▶ _ENTRIES SHOWN_:

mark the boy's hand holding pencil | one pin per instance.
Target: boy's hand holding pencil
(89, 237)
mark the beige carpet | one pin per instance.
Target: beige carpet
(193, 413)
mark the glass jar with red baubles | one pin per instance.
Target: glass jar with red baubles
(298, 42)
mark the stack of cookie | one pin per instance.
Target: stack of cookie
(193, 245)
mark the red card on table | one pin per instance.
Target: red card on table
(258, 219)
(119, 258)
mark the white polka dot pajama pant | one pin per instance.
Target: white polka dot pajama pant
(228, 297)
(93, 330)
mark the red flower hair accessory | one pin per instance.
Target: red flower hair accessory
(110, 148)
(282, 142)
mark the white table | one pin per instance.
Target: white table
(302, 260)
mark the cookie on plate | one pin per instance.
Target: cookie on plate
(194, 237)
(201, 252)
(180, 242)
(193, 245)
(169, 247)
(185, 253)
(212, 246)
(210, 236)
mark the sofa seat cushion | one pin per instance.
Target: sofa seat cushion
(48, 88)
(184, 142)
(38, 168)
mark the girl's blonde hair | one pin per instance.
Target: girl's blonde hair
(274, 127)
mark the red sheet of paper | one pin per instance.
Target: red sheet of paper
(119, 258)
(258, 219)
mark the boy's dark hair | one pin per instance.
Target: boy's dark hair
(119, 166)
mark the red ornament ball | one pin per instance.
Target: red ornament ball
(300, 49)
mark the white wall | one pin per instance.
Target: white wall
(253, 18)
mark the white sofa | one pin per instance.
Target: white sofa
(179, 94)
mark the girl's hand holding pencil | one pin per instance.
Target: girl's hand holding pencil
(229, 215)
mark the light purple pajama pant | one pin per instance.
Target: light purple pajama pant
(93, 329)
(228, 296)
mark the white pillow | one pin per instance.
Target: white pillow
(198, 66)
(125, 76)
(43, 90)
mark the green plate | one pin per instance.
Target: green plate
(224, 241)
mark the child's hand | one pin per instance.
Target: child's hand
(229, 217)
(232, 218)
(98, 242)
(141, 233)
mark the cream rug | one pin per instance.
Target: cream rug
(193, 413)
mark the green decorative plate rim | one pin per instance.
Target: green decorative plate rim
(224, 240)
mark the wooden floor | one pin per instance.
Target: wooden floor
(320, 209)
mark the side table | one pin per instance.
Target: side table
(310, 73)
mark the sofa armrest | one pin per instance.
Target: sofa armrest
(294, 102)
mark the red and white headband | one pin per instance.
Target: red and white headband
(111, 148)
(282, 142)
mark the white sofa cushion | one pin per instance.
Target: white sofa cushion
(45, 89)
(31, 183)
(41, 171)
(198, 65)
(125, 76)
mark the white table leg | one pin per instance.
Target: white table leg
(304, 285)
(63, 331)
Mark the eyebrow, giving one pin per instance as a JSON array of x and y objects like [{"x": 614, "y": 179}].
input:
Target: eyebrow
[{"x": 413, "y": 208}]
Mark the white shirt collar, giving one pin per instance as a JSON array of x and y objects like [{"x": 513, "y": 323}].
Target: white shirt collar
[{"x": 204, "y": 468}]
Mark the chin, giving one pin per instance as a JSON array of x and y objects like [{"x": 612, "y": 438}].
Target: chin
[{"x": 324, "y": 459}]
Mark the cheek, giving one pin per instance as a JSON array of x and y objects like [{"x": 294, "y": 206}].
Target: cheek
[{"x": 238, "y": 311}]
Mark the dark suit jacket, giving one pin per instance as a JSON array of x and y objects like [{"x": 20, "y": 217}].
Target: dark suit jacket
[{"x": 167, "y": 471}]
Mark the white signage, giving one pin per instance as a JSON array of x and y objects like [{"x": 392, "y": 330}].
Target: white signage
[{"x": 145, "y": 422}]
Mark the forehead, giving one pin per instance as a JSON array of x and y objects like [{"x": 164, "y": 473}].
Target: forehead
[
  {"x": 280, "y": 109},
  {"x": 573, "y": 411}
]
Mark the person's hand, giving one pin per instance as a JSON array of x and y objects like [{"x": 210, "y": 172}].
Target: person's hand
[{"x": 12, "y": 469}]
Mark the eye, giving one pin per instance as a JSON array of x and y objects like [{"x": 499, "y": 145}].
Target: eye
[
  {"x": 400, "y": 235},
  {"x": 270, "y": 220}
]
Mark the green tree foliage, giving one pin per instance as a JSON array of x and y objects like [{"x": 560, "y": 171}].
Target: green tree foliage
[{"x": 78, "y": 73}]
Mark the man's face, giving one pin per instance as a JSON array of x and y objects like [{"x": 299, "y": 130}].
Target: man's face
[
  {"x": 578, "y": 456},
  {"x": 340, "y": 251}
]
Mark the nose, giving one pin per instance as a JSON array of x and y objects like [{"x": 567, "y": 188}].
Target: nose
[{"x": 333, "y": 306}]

▶ _EXERCISE DESCRIPTION_:
Copy the material above verbatim.

▶ _EXERCISE RESULT_:
mark the boy's hand holding pencil | one pin per instance.
Target: boy's hand holding pencil
(89, 237)
mark the beige carpet | one pin per instance.
Target: beige carpet
(193, 413)
mark the glass jar with red baubles | one pin per instance.
Target: glass jar with red baubles
(298, 42)
mark the stack of cookie | one pin per instance.
Target: stack of cookie
(193, 245)
mark the red card on table | one pin per instance.
Target: red card on table
(258, 219)
(119, 258)
mark the white polka dot pajama pant | one pin per instance.
Target: white polka dot pajama pant
(228, 297)
(93, 330)
mark the red flower hair accessory | one pin per instance.
Target: red flower hair accessory
(110, 148)
(282, 142)
mark the white table | one pin per instance.
Target: white table
(302, 260)
mark the cookie on plate | one pin per instance.
Target: cookie on plate
(194, 237)
(201, 252)
(180, 242)
(193, 245)
(169, 247)
(185, 253)
(212, 246)
(210, 236)
mark the sofa seat cushion | one pin per instance.
Target: sofa seat cushion
(48, 88)
(184, 142)
(38, 168)
mark the girl's blonde hair | one pin per instance.
Target: girl's blonde hair
(274, 127)
mark the red sheet of paper | one pin per instance.
Target: red sheet of paper
(119, 258)
(258, 219)
mark the boy's dark hair | one pin per instance.
Target: boy's dark hair
(119, 166)
mark the red ornament ball | one pin per instance.
Target: red ornament ball
(300, 49)
mark the white wall | one pin per instance.
Target: white wall
(253, 18)
mark the white sofa | one pin per instance.
Target: white sofa
(179, 94)
mark the girl's hand holding pencil | one pin per instance.
Target: girl's hand holding pencil
(229, 215)
mark the light purple pajama pant | one pin per instance.
Target: light purple pajama pant
(93, 329)
(228, 296)
mark the white pillow | one pin per instance.
Target: white pillow
(198, 66)
(125, 76)
(43, 90)
mark the green plate | one pin per instance.
Target: green plate
(224, 241)
mark the child's hand | one pin per instance.
Target: child's hand
(229, 217)
(232, 218)
(98, 242)
(141, 233)
mark the cream rug | one pin per instance.
Target: cream rug
(193, 413)
mark the green decorative plate rim | one pin per instance.
Target: green decorative plate rim
(224, 240)
mark the wooden floor | one pin per instance.
Target: wooden floor
(320, 209)
mark the side table | one pin per instance.
Target: side table
(310, 73)
mark the sofa armrest | one pin per instance.
Target: sofa armrest
(294, 102)
mark the red and white headband | one pin per instance.
Target: red and white headband
(111, 148)
(282, 142)
mark the white sofa cushion | one pin per instance.
Target: white sofa cushion
(45, 89)
(31, 183)
(41, 171)
(198, 65)
(125, 76)
mark the white table leg | one pin per instance.
Target: white table leg
(304, 285)
(63, 331)
Mark the eyebrow, giving one pin per instance as a JSON array of x and y objects like [{"x": 614, "y": 179}].
input:
Target: eyebrow
[{"x": 413, "y": 208}]
Mark the white shirt collar, giving one pin per instance as a JSON array of x and y objects like [{"x": 513, "y": 323}].
Target: white shirt collar
[{"x": 204, "y": 468}]
Mark the chin, giving one pin per instance as a JSON array of x and y objects like [{"x": 612, "y": 438}].
Target: chin
[{"x": 324, "y": 459}]
Mark the cheek, giving one pin per instance as a JSON array of x and y objects like [{"x": 294, "y": 206}].
Target: cheek
[{"x": 238, "y": 311}]
Mark the dark suit jacket, giving one pin per instance as a JSON array of x and y objects like [{"x": 20, "y": 217}].
Target: dark suit jacket
[{"x": 167, "y": 471}]
Mark the white signage, giving one pin per instance as a JSON array of x and y objects like [{"x": 392, "y": 330}].
Target: white signage
[{"x": 145, "y": 422}]
Mark the forehead, giving one pin per instance as a JSON array of x and y objects like [{"x": 164, "y": 473}].
Target: forehead
[
  {"x": 280, "y": 109},
  {"x": 573, "y": 411}
]
Mark the person's hand, giving one pin per instance as a JSON array of x and y objects like [{"x": 210, "y": 172}].
Target: person's hand
[{"x": 12, "y": 469}]
Mark the eye, giving one pin per instance as a JSON array of x and y objects like [{"x": 499, "y": 145}].
Target: eye
[
  {"x": 400, "y": 235},
  {"x": 270, "y": 220}
]
Mark the green tree foliage, giving one pin per instance as a JSON array of x and y objects like [{"x": 560, "y": 171}].
Target: green tree foliage
[{"x": 78, "y": 73}]
Mark the man's face, giving one pin per instance as a JSON array of x and y objects like [{"x": 299, "y": 130}].
Target: man's face
[
  {"x": 578, "y": 456},
  {"x": 340, "y": 251}
]
Mark the nose, giving one pin per instance as a JSON array of x and y objects like [{"x": 567, "y": 188}].
Target: nose
[{"x": 333, "y": 306}]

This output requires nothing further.